▶ [Tugas]: Menurut kutipan tentang umrah mandiri, undang-undang apa yang memunculkan istilah umrah mandiri?

··· Kutipan Terpilih ···

Oleh: Ulul Albab
Kabid Litbang DPP Amphuri
SAYA percaya bahwa urusan ibadah itu harusnya sederhana: asal ada niat lurus, perjalanan aman, dan pulang membawa ketenangan. Tapi negara kita kadang terlalu kreatif membuat hal yang sederhana menjadi rumit. Contohnya: munculnya istilah baru dalam UU No. 14 Tahun 2025, yaitu umrah mandiri.
Dalam forum rapat-rapat kami di AMPHURI, istilah ini lebih banyak menimbulkan kebingungan daripada pencerahan. Tapi UU ini justru melahirkan istilah itu tanpa satu paragraf pun definisi. Tidak di Pasal 1. Tidak di penjelasan. Tidak di lampiran. Semua Kosong.
Jadi apa itu umrah mandiri? Tidak ada yang tahu. Tapi UU sudah mengatur dan, ironisnya, sudah mengecualikannya dari perlindungan.
Ini seperti pemerintah membuat jalur tol baru, dengan memasang tulisan: “Silakan lewat jalur ini. Tapi kalau kecelakaan, kami tidak bertanggung jawab.” Dan ketika kita bertanya: “Jalur tol apa ini?” Jawabannya: “Nanti juga tahu sendiri.”
Dalam forum internal, ada yang bertanya begini kepada saya: “Pak Ulul, Kalau kita minta MK menambahkan definisi umrah mandiri, bukankah itu malah memperkuat konsepnya?” Pertanyaan ini bagus. Tapi sayang, salah alamat. Dalam hukum, definisi itu bukan penguatan, melainkan pembatasan.
Ibarat mobil, dengan meminta definisi itu tidak berarti kita mau menambah bensin pada mobilnya, tapi justru kita mau memasang rem.

··· Cuplikan Data ···

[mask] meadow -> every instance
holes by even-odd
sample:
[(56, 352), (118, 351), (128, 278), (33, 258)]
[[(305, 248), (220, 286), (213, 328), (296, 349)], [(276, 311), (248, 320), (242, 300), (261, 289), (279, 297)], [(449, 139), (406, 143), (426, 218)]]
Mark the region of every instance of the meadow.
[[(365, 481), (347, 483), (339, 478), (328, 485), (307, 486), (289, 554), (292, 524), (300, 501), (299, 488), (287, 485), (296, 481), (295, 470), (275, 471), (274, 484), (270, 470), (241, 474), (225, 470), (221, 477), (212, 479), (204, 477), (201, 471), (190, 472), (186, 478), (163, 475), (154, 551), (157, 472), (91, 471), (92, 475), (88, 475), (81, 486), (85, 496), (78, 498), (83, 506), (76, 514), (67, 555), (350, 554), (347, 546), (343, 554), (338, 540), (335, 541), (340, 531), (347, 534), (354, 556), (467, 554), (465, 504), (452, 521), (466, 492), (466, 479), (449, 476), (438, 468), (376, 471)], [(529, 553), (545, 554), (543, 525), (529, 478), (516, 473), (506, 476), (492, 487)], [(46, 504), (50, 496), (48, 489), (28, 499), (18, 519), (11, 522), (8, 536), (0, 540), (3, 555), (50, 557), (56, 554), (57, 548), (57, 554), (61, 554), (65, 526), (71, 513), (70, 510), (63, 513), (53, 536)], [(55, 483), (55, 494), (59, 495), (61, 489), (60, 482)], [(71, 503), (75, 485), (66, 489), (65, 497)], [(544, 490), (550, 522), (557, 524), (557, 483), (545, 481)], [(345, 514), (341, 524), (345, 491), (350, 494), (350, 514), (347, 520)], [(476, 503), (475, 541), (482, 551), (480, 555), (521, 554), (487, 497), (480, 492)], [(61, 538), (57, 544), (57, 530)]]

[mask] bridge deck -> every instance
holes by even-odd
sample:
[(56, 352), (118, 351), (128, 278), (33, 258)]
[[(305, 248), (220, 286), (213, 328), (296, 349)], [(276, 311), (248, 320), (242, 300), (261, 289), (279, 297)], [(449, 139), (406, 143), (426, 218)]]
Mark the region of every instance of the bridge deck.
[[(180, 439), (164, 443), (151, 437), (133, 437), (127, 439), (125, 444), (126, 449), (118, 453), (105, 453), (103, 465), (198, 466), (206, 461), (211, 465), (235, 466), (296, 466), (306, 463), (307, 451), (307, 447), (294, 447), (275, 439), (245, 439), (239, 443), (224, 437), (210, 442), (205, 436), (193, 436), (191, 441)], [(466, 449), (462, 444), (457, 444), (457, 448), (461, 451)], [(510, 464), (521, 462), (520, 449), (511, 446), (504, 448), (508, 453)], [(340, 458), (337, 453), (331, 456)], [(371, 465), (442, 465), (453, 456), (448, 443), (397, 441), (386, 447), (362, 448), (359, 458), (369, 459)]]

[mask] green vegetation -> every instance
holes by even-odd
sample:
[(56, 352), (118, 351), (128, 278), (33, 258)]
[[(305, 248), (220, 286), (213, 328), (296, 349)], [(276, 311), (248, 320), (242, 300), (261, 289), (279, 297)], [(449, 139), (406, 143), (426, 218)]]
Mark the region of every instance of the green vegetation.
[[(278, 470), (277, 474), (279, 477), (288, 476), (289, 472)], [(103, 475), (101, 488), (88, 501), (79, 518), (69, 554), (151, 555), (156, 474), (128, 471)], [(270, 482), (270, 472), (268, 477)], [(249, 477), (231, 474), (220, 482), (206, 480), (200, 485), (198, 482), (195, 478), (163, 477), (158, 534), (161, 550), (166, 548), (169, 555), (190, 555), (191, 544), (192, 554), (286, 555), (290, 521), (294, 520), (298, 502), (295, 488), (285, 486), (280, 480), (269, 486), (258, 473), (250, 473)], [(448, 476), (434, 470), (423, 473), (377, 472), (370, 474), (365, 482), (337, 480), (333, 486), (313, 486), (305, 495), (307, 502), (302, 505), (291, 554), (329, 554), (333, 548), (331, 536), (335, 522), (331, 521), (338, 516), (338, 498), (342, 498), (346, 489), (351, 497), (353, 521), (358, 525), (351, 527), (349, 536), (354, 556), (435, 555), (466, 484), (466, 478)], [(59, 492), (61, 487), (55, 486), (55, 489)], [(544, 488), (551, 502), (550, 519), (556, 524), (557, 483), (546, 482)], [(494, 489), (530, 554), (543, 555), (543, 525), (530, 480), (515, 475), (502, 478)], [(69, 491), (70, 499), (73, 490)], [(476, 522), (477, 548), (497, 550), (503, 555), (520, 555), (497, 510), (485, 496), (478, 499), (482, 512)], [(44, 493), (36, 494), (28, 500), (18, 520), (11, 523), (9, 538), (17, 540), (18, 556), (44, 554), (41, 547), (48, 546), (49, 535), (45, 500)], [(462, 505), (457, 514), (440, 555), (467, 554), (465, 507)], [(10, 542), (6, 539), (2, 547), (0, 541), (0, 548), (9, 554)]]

···

▶ [Jawaban Benar]: UU No. 14 Tahun 2025.